* [Task input]
##############################
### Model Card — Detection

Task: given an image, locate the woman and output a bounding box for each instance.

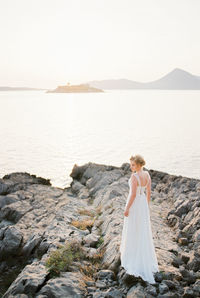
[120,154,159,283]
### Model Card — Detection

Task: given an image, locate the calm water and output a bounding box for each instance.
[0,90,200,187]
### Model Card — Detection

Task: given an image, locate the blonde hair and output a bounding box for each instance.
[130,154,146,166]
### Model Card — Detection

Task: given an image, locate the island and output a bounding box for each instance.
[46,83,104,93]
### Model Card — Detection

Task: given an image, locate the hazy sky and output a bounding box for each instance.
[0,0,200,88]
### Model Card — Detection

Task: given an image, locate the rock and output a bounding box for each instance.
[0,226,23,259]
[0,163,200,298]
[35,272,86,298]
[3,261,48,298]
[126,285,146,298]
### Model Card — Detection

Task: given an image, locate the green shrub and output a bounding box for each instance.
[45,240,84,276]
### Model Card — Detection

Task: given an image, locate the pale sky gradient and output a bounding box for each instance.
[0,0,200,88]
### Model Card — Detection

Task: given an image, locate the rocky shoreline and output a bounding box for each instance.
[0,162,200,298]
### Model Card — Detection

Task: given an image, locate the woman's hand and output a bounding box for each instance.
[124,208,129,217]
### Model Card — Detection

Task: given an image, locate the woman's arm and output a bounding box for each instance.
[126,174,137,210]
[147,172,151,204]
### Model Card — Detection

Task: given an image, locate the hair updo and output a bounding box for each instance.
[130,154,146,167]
##############################
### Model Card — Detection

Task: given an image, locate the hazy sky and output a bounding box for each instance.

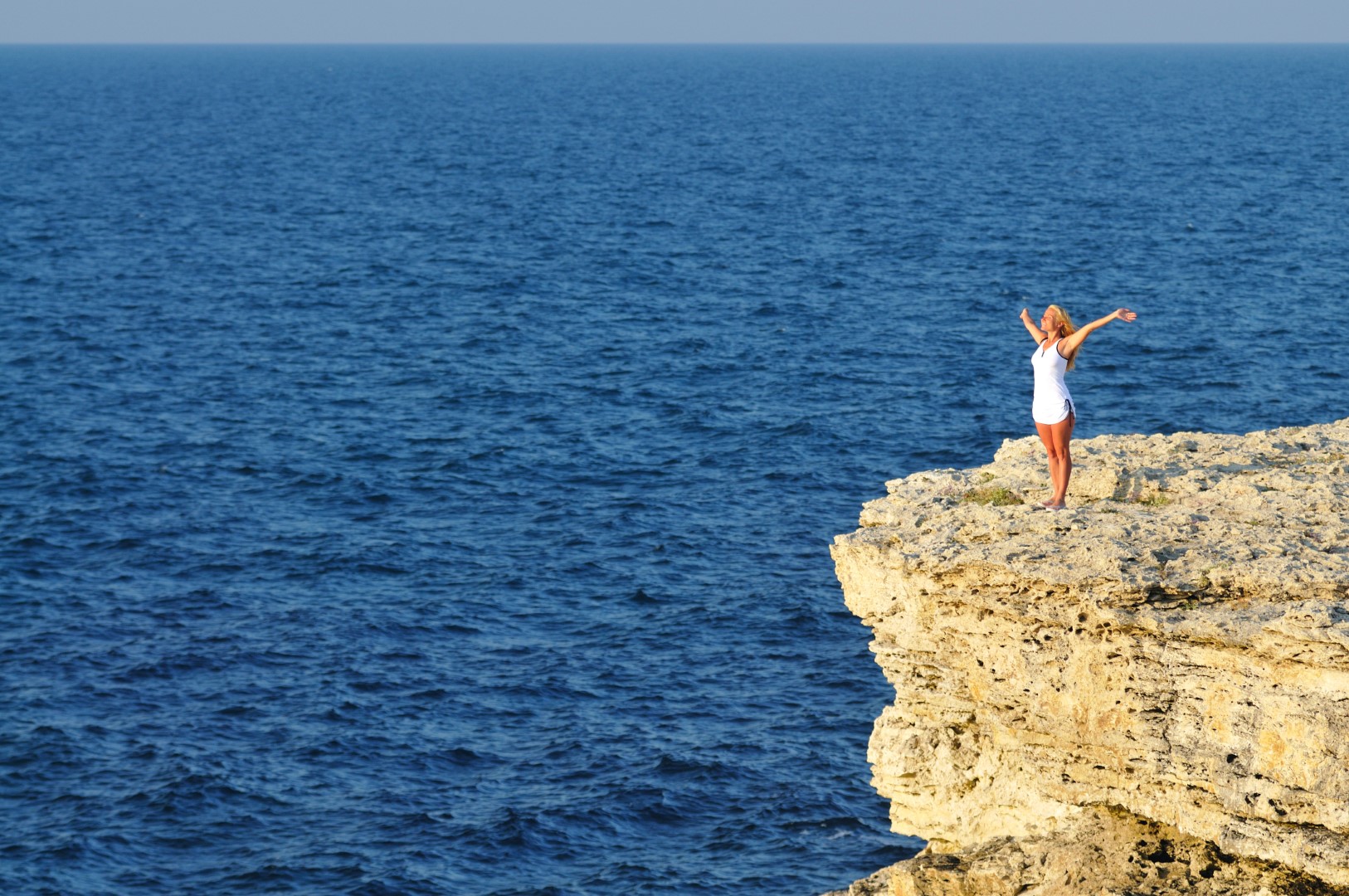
##############################
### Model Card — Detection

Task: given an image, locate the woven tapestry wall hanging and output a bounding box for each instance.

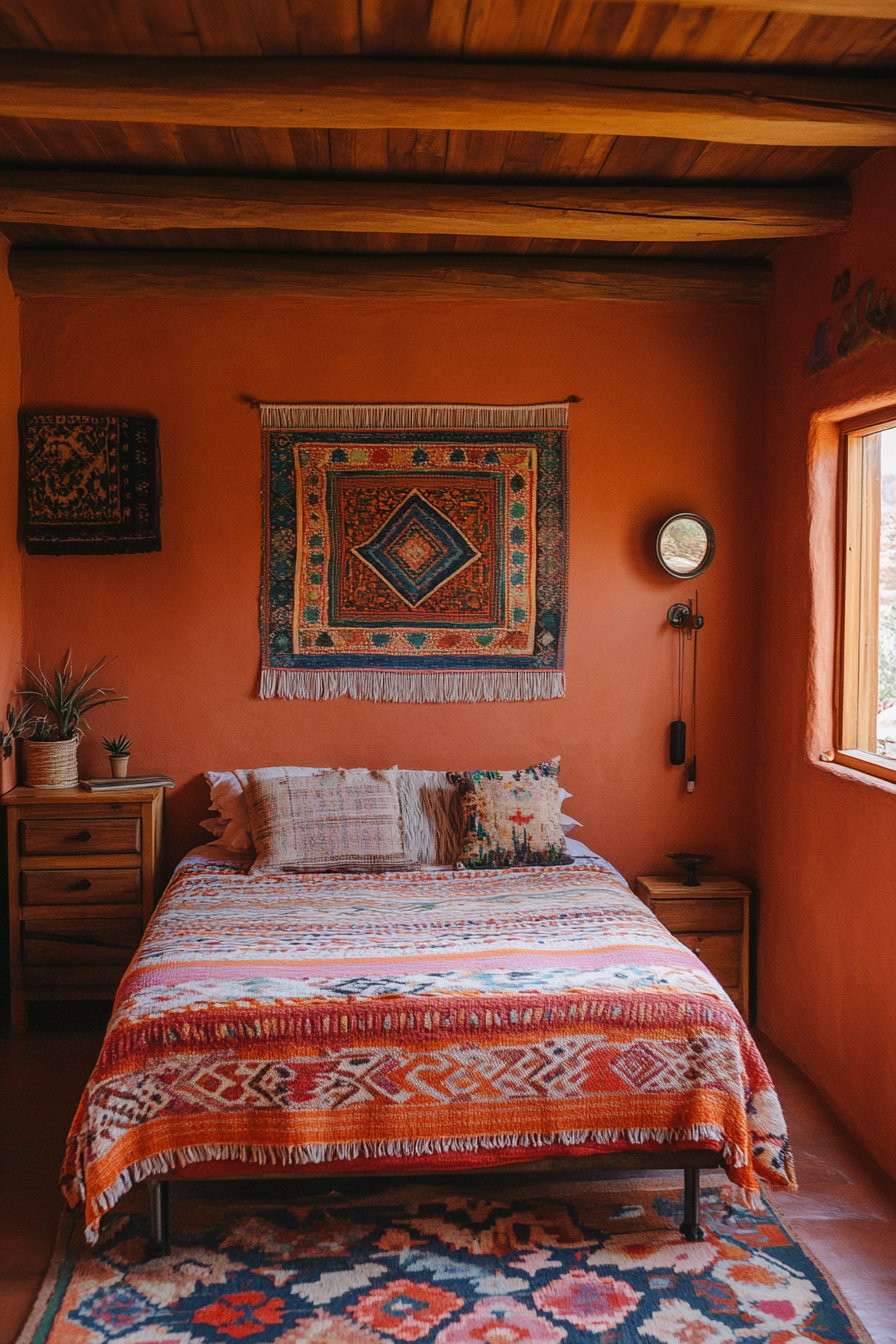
##############################
* [What you have to do] Gather every line in the three blocks of items that contains the word "woman", matching case exactly.

* [Answer for this exercise]
Task: given an image, locate the woman and output a bounding box for each instance.
Task: given an image, locate the woman's hand and output a bounding box for each instance.
Task: given an image, locate the woman's arm and output a bounding box for each instance.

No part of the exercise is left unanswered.